▶ **Short exercise**
Show every line of the items below that contains the word "Query".

▶ **The data**
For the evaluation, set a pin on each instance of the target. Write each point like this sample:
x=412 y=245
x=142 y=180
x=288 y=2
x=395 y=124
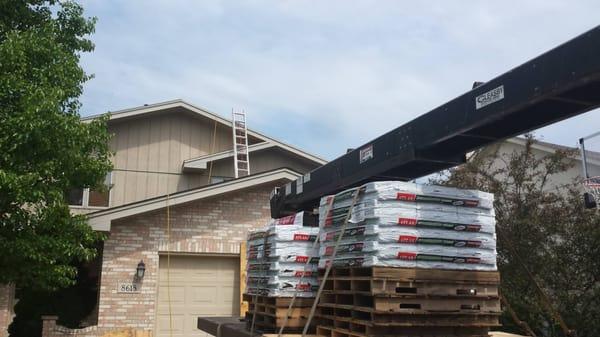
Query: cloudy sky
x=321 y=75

==

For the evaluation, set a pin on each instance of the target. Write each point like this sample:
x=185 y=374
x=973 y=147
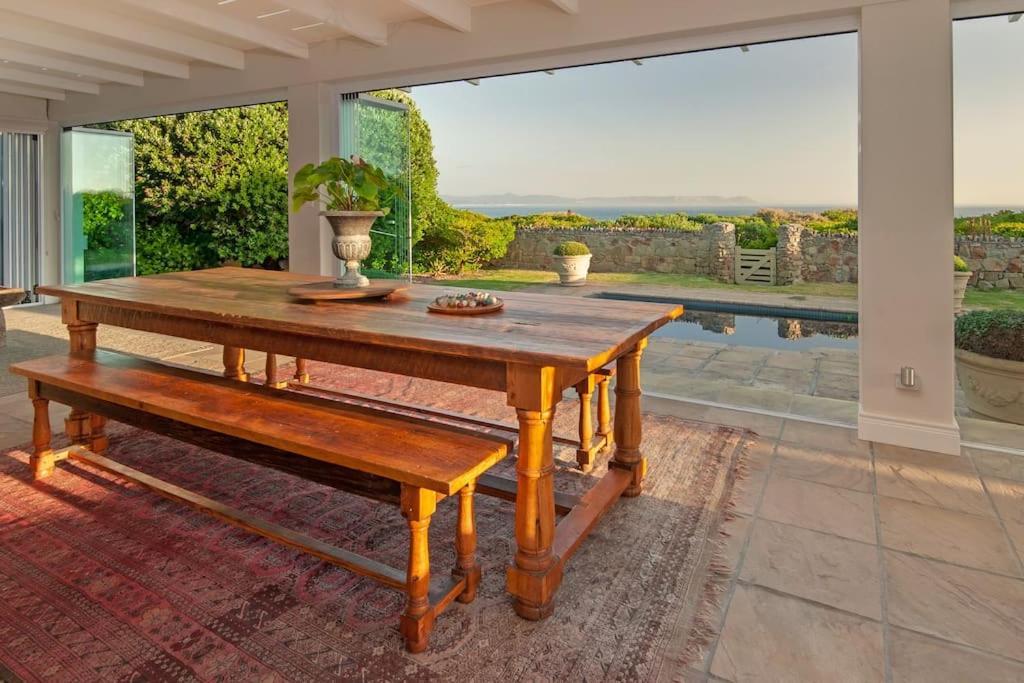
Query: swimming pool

* * *

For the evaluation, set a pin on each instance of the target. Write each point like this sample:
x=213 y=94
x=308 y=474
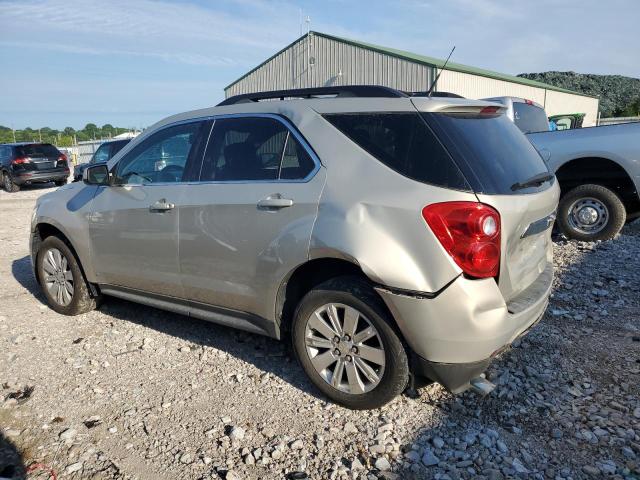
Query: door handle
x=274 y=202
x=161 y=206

▶ **Reply**
Query: cloudy sky
Query: swimming pool
Query: door handle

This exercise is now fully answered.